DOLLARD DES ORMEAUX
Pseudo d’Alfred DesRochers, La Tribune, 193
L’autre : Alors, par quoi voulez-vous commencer ?
Moi : Peut-être en disant mon amour pour la poésie, pour toutes les poésies et aussi pour les livres de poèmes qui m’apparaissent comme l’autre par excellence. En effet, cette étrange lumière qui s’échappe des recueils quand on les ouvre est une présence dont on fait l’expérience par une lecture, non pas de distraction, mais attentive à ce qui se dit.
Qu’en est-il du travail du poète, en 2014 ?
Moi : Il pose les mêmes gestes que nos ancêtres les plus lointains. Dansant autour d’un feu et émettant d’étranges incantations, ces hommes et femmes des cavernes espéraient quelques réponses à ce vaste mystère de la nuit et de l’existence. Aujourd’hui, dans sa caverne intérieure, le poète veille autour d’un feu millénaire. Ce feu s’appelle le langage. Et la parole, déposée dans les livres, est une lumière fragile qu’il faut protéger. À notre époque, les poètes montent beaucoup sur scène et lisent sous la lumière des projecteurs. C’est une bonne chose. Mais je demeure convaincu que l’expérience la plus profonde de la poésie se vit d’abord, en solitaire et en silence, avec un livre dans les mains.
Vous dites souvent que vous vous considérez d’abord comme un lecteur, plutôt que comme un poète. Pourquoi ?
Moi : Orphelin à l’âge de douze ans, j’ai commencé à lire pour ne plus être seul. J’aime penser que je fais partie de la famille des lecteurs. Une famille accueillante. J’aime lire et j’écris pour continuer d’apprendre à lire de la poésie. C’est le travail de toute une vie.
Vous dites également que le poète et le lecteur sont une seule et même personne ?

## Enregistrements fournis
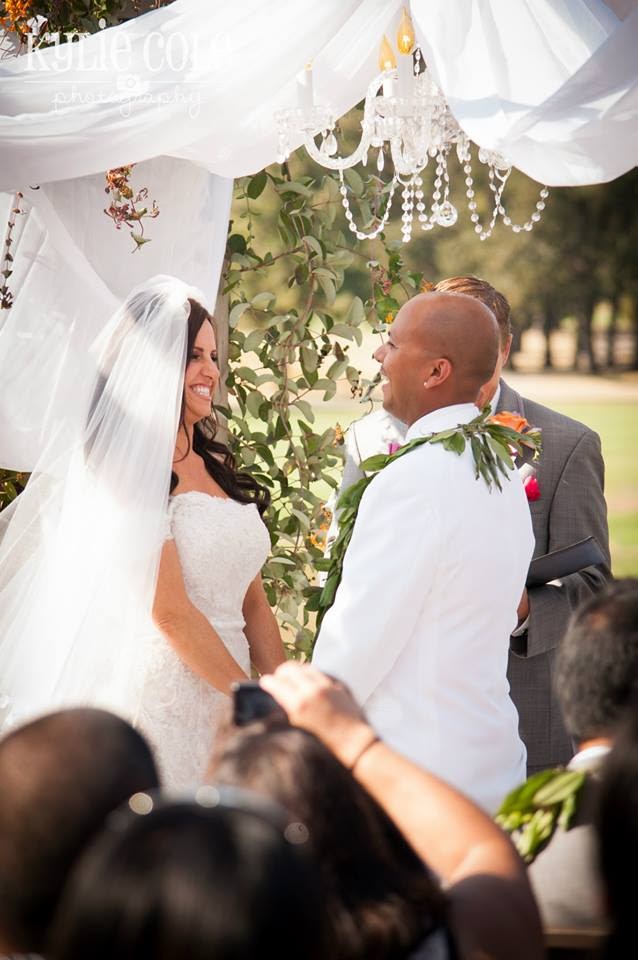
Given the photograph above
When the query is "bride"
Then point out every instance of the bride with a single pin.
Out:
(130, 566)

## Exercice écrit 1
Reprenez mot pour mot, dans l'entretien sur la poésie, le passage qui s'ouvre sur les mots « Moi : Il pose » et s'achève sur « poète. Pourquoi ? ».
## Exercice écrit 2
Répondez brièvement, d'après l'entretien sur la poésie :
(a) À quel âge la personne interrogée est-elle devenue orpheline ?
(b) Quel nom l'entretien donne-t-il au feu millénaire autour duquel veille le poète ?
(c) Quelle année est mentionnée dans la question portant sur le travail du poète ?
Les enregistrements proviennent d'une source distincte.

## Réponse écrite 1
Moi : Il pose les mêmes gestes que nos ancêtres les plus lointains. Dansant autour d’un feu et émettant d’étranges incantations, ces hommes et femmes des cavernes espéraient quelques réponses à ce vaste mystère de la nuit et de l’existence. Aujourd’hui, dans sa caverne intérieure, le poète veille autour d’un feu millénaire. Ce feu s’appelle le langage. Et la parole, déposée dans les livres, est une lumière fragile qu’il faut protéger. À notre époque, les poètes montent beaucoup sur scène et lisent sous la lumière des projecteurs. C’est une bonne chose. Mais je demeure convaincu que l’expérience la plus profonde de la poésie se vit d’abord, en solitaire et en silence, avec un livre dans les mains.
Vous dites souvent que vous vous considérez d’abord comme un lecteur, plutôt que comme un poète. Pourquoi ?

## Réponse écrite 2
(a) À l'âge de douze ans.
(b) Le langage.
(c) 2014.